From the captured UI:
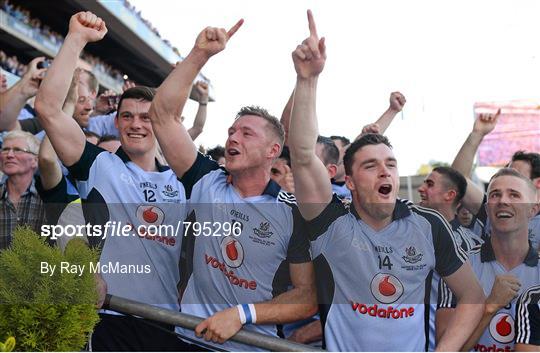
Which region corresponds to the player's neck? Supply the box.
[231,168,270,198]
[491,230,529,271]
[353,197,392,232]
[435,205,456,222]
[126,151,157,172]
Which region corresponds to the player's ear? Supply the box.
[345,175,356,191]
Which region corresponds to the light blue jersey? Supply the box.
[516,284,540,346]
[69,142,186,313]
[439,238,540,352]
[177,154,311,351]
[307,196,466,351]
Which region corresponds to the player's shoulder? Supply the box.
[408,200,452,228]
[519,284,540,305]
[276,190,297,207]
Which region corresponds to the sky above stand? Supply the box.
[130,0,540,175]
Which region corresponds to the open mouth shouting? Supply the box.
[227,147,240,157]
[127,132,146,140]
[377,184,393,198]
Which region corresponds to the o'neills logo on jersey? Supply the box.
[253,222,274,238]
[370,273,403,304]
[161,184,178,197]
[137,205,165,226]
[489,313,515,344]
[351,302,414,320]
[221,237,244,268]
[402,246,424,264]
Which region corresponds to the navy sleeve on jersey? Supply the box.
[515,286,540,346]
[426,216,467,277]
[471,195,487,230]
[437,278,457,309]
[287,206,311,263]
[35,176,79,224]
[67,141,106,181]
[178,152,219,199]
[305,194,348,241]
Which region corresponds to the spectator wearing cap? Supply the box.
[0,131,45,249]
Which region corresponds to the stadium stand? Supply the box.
[0,0,213,100]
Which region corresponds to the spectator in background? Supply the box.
[0,73,7,94]
[206,145,225,166]
[84,130,101,145]
[150,20,316,351]
[0,131,45,249]
[289,11,484,351]
[437,168,540,352]
[88,81,208,141]
[0,56,47,131]
[452,109,540,251]
[36,12,185,351]
[330,135,351,195]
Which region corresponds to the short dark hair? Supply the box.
[236,105,285,147]
[512,151,540,180]
[317,136,339,166]
[330,135,351,146]
[116,86,156,116]
[489,168,536,195]
[433,166,467,206]
[206,145,225,162]
[343,134,392,175]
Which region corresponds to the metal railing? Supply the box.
[105,294,324,352]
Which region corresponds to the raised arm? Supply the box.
[38,71,79,190]
[280,90,294,146]
[188,81,208,141]
[461,274,521,352]
[289,10,332,220]
[452,109,501,214]
[35,12,107,166]
[354,92,407,141]
[436,262,485,352]
[150,20,243,177]
[0,56,47,131]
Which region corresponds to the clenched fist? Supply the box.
[473,109,501,136]
[486,274,521,314]
[69,11,107,43]
[390,92,407,113]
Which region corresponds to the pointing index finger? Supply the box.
[227,18,244,38]
[308,10,318,37]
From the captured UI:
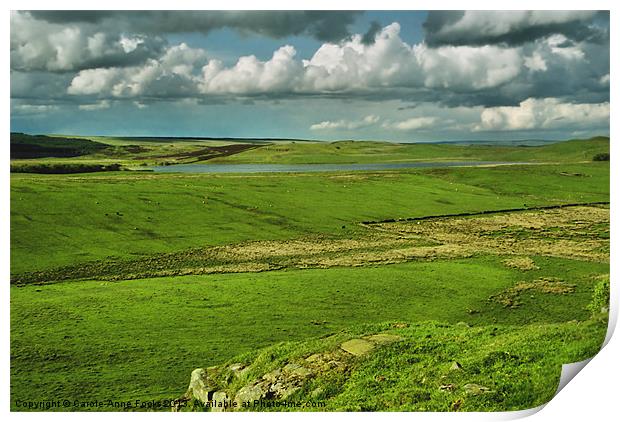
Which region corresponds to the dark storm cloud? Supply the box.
[30,11,363,41]
[423,11,609,46]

• _What you should do_
Can you edit every one of the records above by changing "Supply the box" to "Give the bounding box" and keeping everything else the same? Leave the pictures out of your answer.

• _Written response_
From the captured UI:
Which region corresponds to the player's neck? Give the bounding box.
[231,168,270,198]
[491,230,529,271]
[353,197,392,232]
[435,205,456,222]
[126,151,157,172]
Which region corresponds to the player's ear? Give the bounding box.
[345,175,356,191]
Which region corresponds to the light blue jersey? Give the bounding box.
[516,284,540,346]
[69,142,186,313]
[439,238,540,352]
[177,154,311,351]
[307,196,466,351]
Which region corresponds to the player's shoulder? Give the bounding box.
[408,200,452,228]
[519,284,540,305]
[276,190,297,207]
Which region corresponds to the sky above stand? Give the bounding box.
[130,0,540,175]
Which region corresponds to the open mouth shouting? Give the bounding box.
[227,147,240,157]
[127,132,146,140]
[377,184,393,198]
Which region corresponds to the o'neills logo on jersey? Give the bounding box.
[253,222,274,238]
[370,273,403,304]
[161,184,178,197]
[137,205,165,226]
[489,313,515,344]
[351,302,414,320]
[221,237,244,268]
[402,246,424,264]
Which region corresponds to the navy sleeve on jersey? Give the bounding box.
[515,286,540,346]
[426,216,467,277]
[471,195,487,230]
[437,278,457,309]
[287,206,311,263]
[35,176,79,224]
[67,141,106,181]
[178,152,219,199]
[305,194,348,241]
Which region corresponds to the spectator wearing cap? Give the bounding box.
[0,131,45,249]
Which region corresponds to the stadium stand? Give the bounding box.
[0,0,213,100]
Which region corresponds to the spectator in background? Give the bounding box.
[0,73,7,94]
[206,145,225,166]
[84,130,101,145]
[150,20,316,351]
[0,131,45,249]
[289,11,484,351]
[437,168,540,352]
[88,81,208,141]
[0,56,47,131]
[452,109,540,251]
[36,12,185,351]
[330,135,351,195]
Which region corresponds to the short dark hair? Give the bounding box.
[236,105,285,147]
[512,151,540,180]
[317,136,339,166]
[330,135,351,146]
[116,86,156,116]
[489,168,536,195]
[433,166,467,206]
[206,145,225,162]
[343,134,392,175]
Which region corresponds to the metal railing? Give the bounding box.
[105,294,324,352]
Which region corresponds to the raised arm? Give the bounding box.
[38,71,79,190]
[280,90,294,146]
[188,81,208,141]
[461,274,521,352]
[289,10,332,220]
[452,109,501,214]
[35,12,107,166]
[354,92,407,141]
[436,262,485,352]
[150,20,243,177]
[0,56,47,131]
Which region corresponds to the clenched fist? Give the bounding box.
[473,109,501,136]
[486,274,521,314]
[69,11,107,43]
[390,92,407,113]
Which region corresponds to the pointing index finger? Give the bounding box.
[227,18,244,38]
[308,10,318,37]
From the captured UI:
Which region corresponds to the dark storm cloud? Give the bounding box.
[30,11,363,41]
[423,11,609,46]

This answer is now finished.